= GIVEN DATA =
↓

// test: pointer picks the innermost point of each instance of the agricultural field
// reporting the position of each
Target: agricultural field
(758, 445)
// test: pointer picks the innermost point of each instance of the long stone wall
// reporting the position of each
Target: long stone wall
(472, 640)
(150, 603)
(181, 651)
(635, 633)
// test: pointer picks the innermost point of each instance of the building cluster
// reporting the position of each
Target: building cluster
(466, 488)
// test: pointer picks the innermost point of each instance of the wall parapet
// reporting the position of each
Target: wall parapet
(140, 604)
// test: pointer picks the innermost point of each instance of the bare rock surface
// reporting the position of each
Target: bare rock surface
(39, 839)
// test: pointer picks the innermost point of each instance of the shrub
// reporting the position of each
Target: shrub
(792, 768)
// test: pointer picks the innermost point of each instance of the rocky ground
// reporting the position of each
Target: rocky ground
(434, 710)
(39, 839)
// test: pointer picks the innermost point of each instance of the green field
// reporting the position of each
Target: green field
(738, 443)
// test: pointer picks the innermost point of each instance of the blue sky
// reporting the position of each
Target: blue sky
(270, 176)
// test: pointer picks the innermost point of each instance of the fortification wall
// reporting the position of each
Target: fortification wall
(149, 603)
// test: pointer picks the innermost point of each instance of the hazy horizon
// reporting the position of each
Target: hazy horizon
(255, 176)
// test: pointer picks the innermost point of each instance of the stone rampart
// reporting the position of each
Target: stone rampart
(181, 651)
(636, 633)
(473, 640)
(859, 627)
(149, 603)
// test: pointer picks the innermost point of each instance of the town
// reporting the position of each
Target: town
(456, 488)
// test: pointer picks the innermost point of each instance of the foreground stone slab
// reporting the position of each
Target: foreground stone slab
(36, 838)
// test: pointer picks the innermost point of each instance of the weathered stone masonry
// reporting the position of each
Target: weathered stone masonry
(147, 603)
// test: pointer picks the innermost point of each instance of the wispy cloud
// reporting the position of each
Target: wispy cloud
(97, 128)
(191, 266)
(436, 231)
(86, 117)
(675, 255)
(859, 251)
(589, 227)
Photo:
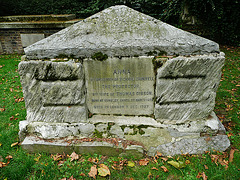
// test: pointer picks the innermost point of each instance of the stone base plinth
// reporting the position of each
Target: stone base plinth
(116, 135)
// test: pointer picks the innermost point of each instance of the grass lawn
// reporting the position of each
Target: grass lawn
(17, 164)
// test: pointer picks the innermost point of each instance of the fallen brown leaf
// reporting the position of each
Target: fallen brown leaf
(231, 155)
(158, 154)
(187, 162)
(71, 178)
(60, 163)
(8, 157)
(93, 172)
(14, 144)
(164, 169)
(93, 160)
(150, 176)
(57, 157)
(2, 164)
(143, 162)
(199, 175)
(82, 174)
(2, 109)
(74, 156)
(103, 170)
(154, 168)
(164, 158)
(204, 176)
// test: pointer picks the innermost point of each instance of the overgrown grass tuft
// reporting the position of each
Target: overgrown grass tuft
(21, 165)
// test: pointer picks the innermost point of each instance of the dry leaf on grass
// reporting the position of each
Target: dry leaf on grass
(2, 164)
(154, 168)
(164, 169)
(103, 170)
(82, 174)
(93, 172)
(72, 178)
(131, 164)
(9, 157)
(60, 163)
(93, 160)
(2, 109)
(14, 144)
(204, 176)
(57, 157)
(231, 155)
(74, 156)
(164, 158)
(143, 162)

↑
↓

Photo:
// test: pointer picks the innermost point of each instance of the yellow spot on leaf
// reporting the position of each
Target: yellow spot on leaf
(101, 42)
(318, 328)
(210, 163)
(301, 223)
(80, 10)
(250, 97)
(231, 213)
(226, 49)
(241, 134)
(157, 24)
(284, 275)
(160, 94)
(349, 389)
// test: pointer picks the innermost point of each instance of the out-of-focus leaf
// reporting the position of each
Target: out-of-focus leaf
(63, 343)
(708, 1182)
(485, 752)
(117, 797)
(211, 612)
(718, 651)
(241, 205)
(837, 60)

↑
↓

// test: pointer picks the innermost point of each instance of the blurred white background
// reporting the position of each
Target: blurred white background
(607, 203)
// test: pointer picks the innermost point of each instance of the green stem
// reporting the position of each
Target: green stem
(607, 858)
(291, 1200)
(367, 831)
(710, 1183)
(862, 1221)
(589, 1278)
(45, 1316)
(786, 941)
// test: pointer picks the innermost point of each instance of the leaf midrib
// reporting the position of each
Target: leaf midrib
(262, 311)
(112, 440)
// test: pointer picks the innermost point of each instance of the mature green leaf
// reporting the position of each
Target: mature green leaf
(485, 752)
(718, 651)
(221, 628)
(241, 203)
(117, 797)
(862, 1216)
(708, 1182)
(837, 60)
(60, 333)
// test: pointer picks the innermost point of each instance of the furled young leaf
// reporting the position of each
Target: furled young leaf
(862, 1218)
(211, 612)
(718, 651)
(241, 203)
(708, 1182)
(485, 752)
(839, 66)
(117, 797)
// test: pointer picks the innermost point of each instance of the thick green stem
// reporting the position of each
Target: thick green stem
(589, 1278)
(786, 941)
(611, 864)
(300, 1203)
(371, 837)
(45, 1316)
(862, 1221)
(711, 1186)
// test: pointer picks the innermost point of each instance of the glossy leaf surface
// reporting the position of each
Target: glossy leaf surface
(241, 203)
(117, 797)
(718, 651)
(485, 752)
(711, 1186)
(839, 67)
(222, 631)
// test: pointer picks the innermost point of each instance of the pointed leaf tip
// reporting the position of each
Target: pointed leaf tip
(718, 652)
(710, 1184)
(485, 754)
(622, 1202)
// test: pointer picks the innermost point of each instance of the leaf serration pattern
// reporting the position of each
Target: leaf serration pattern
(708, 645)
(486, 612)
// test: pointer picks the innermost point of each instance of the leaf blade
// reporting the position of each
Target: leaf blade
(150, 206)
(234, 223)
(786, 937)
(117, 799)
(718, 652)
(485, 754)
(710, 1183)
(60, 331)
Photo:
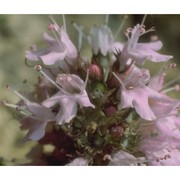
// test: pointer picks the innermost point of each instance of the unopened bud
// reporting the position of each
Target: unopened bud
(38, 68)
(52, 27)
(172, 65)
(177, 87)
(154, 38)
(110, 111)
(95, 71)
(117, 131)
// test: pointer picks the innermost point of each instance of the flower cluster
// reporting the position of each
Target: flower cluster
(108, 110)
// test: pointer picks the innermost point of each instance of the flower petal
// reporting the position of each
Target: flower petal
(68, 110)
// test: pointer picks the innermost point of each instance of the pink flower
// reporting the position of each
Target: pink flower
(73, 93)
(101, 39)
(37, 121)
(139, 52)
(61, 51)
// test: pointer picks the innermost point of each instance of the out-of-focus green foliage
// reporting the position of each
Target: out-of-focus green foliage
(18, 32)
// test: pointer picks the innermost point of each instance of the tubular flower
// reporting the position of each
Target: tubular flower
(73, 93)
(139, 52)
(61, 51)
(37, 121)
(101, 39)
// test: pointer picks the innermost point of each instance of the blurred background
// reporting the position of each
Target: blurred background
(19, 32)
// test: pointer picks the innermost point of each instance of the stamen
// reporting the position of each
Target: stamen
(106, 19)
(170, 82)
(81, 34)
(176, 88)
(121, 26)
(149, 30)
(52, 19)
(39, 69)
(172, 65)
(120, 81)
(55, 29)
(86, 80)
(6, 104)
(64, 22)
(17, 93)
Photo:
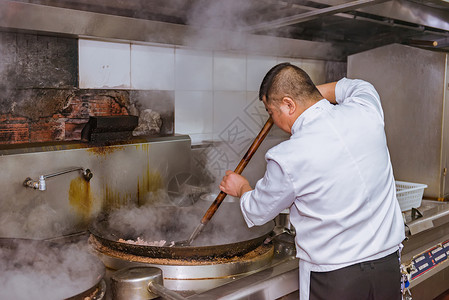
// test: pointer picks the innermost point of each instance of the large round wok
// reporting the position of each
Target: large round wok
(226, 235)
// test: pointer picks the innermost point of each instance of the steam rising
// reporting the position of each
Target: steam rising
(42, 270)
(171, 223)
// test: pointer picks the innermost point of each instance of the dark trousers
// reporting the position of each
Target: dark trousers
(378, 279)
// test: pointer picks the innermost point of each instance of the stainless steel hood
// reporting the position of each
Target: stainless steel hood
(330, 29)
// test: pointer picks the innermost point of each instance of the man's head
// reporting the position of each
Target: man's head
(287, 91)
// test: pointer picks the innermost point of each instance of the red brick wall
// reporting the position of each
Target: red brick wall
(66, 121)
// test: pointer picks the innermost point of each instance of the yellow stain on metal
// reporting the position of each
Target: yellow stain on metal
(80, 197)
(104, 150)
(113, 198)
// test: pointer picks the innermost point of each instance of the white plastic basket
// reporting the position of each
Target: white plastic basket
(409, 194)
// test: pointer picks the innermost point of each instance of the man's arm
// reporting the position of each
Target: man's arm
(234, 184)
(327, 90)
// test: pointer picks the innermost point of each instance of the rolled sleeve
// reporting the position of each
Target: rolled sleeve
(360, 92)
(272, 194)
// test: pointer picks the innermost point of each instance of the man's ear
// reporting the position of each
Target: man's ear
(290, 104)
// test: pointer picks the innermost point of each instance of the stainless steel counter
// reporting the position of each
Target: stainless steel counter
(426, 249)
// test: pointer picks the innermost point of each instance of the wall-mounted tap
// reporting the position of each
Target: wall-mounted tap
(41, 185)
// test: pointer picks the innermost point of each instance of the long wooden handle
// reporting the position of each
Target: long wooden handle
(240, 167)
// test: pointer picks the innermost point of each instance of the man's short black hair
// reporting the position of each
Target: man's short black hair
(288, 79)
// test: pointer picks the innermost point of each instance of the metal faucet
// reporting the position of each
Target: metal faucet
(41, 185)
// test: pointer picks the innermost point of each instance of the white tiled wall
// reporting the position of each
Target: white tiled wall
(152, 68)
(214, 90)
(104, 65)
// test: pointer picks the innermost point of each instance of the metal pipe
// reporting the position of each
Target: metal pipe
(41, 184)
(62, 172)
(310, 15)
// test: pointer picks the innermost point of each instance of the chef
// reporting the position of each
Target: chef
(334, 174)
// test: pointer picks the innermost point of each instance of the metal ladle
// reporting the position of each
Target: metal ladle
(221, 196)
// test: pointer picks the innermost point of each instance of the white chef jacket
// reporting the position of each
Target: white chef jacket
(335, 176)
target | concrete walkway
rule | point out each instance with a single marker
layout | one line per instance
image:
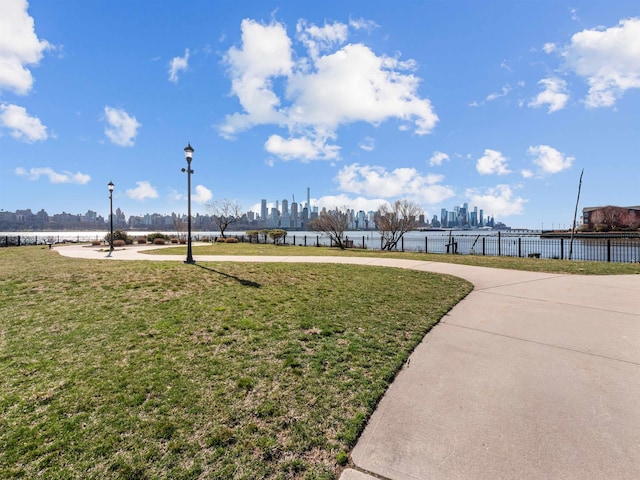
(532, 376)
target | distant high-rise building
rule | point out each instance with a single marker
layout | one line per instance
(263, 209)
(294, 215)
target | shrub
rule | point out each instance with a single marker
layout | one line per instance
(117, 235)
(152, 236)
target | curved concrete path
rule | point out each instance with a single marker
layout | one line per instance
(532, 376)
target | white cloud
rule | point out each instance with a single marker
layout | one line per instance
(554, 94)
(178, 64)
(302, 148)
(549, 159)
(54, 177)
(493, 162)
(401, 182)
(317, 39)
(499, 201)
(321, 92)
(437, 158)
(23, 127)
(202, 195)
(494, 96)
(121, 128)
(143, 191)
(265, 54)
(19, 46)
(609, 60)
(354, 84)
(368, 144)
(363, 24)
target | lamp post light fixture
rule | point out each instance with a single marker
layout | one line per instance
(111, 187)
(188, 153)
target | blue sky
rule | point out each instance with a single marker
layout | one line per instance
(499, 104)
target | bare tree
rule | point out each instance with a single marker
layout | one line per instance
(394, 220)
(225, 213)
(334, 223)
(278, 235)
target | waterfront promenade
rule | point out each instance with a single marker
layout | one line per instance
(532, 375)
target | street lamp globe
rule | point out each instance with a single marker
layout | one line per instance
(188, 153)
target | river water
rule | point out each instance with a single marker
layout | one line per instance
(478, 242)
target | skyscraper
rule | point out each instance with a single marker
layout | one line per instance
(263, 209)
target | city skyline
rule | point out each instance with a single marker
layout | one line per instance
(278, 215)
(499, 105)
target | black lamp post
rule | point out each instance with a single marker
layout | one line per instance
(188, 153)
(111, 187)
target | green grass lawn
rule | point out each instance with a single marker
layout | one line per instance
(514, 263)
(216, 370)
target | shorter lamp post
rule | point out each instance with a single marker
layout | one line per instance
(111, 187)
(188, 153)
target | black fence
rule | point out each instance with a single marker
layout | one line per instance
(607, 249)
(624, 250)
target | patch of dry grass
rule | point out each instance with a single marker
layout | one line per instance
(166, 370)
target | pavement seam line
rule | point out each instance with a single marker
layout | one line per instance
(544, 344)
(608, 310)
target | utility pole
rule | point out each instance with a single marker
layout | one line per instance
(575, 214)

↑

= PROBLEM DETAILS =
List every line of the items above that contains the word "cluster", matching case exactly.

= TASK RESULT =
// test: pointer picks the innermost point of each instance of the building cluster
Target: building cluster
// test: pointer picks the innermost point of each instance of the flower cluster
Target: flower cluster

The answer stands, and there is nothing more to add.